Many in raw numbers in the USA want a dictator if that dictator is Trump
In the age of spectacle, the desire for a dictator is not simply political—it is deeply, embarrassingly personal. Trump is not admired because he is competent or moral; he is worshiped because he embodies the forbidden fantasy of being ruled. In a democracy, the very notion of voluntary subjugation is paradoxical: the citizen is sovereign, yet longs to surrender. Instagram videos, TikToks, and viral clips feed this compulsion, reducing complex anxieties into thirty-second dopamine hits of affirmation: “Yes, let him decide, punish, reward, obliterate, rebuild.”
The psychological kernel is simple, terrifying, and primal: people crave certainty more than freedom. Liberty is messy; democracy demands negotiation, patience, and reflection. Autocracy promises clarity, ritual, and spectacle. Trump is not merely a president; he is a stage on which citizens project their desire to be commanded, their guilt at longing for obedience disguised as fandom. Social media becomes the altar, the meme the incantation, and every like a tiny absolution.

Work task: Continue the essay above on the American appetite for a Trump dictatorship, picking up after its final sentence.

Provided records:
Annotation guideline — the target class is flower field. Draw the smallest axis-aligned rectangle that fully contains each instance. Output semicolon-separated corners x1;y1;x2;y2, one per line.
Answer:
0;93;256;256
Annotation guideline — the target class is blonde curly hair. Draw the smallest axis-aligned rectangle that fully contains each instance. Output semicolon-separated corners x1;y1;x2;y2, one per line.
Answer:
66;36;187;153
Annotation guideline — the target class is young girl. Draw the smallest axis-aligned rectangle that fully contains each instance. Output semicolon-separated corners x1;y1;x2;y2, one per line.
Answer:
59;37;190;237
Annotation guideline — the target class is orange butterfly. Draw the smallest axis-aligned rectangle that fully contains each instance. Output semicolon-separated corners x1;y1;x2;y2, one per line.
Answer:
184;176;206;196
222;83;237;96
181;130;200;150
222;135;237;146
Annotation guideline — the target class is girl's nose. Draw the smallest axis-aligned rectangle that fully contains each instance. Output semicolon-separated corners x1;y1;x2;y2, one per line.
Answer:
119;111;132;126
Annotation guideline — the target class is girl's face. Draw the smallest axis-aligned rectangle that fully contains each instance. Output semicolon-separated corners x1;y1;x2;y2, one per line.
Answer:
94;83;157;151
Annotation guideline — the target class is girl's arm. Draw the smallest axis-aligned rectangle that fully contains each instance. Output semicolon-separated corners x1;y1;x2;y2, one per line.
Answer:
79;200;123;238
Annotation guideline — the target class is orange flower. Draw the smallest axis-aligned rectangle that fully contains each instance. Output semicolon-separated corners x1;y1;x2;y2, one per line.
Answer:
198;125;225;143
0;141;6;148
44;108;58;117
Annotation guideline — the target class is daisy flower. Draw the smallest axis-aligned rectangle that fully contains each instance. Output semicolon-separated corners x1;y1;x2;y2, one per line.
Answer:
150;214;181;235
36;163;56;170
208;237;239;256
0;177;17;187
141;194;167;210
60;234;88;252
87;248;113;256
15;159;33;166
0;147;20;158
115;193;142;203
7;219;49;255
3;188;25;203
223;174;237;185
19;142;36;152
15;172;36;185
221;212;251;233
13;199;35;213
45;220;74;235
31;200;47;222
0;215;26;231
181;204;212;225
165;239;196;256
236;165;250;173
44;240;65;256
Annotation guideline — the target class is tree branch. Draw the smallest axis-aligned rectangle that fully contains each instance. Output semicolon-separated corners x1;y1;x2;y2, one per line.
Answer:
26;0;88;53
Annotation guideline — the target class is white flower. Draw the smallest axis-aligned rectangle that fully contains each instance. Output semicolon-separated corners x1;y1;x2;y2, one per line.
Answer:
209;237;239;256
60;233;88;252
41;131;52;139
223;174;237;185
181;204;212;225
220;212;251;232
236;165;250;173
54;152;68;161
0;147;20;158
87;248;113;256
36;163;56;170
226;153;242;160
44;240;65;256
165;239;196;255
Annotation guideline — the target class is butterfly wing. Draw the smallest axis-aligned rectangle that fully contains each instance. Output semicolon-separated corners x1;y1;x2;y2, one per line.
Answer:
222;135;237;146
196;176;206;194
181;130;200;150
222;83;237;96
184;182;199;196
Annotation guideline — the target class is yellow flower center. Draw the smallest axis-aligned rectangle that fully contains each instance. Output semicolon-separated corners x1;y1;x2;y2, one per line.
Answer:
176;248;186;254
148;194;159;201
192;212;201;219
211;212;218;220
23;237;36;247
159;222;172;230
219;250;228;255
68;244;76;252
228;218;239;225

* * *

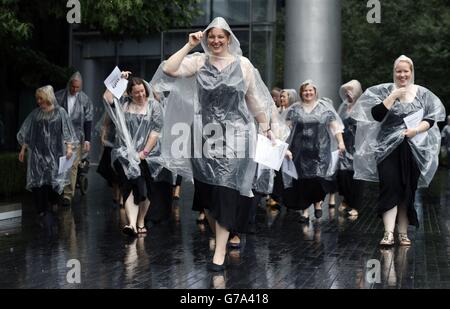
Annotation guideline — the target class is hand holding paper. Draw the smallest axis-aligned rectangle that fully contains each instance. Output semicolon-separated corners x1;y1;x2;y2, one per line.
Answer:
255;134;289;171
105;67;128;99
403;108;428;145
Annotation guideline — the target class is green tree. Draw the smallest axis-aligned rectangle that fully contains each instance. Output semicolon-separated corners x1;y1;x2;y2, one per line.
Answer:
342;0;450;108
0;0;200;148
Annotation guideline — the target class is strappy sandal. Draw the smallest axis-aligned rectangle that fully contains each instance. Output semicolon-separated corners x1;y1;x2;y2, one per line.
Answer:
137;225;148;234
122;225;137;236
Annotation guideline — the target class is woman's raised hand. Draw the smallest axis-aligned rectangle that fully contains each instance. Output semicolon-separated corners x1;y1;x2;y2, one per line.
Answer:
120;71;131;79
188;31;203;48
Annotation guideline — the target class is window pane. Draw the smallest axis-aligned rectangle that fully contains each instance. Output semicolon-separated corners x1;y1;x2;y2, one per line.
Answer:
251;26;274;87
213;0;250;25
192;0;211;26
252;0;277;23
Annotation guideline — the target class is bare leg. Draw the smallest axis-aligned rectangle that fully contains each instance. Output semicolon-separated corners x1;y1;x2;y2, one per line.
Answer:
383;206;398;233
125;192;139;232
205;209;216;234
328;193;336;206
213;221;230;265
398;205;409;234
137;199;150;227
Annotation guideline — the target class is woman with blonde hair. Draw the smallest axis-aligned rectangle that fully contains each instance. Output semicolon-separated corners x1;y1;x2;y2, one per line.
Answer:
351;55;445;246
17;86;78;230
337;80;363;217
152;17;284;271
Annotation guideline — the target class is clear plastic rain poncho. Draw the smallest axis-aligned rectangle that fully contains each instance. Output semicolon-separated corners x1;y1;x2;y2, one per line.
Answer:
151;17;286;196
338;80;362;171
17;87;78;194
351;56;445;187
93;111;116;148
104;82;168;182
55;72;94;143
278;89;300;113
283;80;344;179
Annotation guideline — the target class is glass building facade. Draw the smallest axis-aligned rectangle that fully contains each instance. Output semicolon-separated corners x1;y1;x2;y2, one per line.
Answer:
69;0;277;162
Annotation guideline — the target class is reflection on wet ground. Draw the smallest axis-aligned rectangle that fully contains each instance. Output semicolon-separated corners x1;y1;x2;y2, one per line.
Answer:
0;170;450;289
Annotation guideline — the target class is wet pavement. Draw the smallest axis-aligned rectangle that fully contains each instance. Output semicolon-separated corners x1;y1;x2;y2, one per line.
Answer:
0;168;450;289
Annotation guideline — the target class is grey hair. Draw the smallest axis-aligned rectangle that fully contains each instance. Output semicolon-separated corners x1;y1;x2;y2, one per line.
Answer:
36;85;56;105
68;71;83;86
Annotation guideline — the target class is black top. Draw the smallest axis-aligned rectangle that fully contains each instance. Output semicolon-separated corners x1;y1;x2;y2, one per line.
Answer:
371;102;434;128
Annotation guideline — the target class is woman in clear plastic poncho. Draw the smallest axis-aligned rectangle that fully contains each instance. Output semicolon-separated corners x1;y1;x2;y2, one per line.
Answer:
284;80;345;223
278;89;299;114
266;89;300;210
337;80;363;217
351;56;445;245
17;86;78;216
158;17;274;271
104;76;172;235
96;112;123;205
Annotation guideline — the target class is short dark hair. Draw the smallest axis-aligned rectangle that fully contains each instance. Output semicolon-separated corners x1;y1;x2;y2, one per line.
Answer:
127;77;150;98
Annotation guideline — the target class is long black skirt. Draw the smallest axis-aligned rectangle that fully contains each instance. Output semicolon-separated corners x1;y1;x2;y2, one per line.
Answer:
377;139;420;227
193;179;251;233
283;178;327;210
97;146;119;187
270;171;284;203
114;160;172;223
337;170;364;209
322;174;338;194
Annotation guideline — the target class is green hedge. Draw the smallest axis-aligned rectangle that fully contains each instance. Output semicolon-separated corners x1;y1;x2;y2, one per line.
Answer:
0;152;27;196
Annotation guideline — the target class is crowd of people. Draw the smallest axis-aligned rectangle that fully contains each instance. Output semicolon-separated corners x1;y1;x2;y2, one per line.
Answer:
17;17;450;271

Task result:
This is wild because it reveals a truth democracies rarely acknowledge: that authoritarian yearning is not “out there” in some abstract ideology, but embedded in the citizen psyche. It thrives in the Instagram comment, in the whispered “he tells it like it is,” in the visceral thrill of watching laws bend and norms crumble, and in the intoxicating illusion that submission can feel like liberation.
In short: the Trump cult is less about Trump than it is about us—the embarrassed, anxious subjects of our own freedom, thrilled to hand it away. And the risk of ignoring this is that democracy itself may be eroded not by enemies abroad, but by the desires we harbor quietly at home.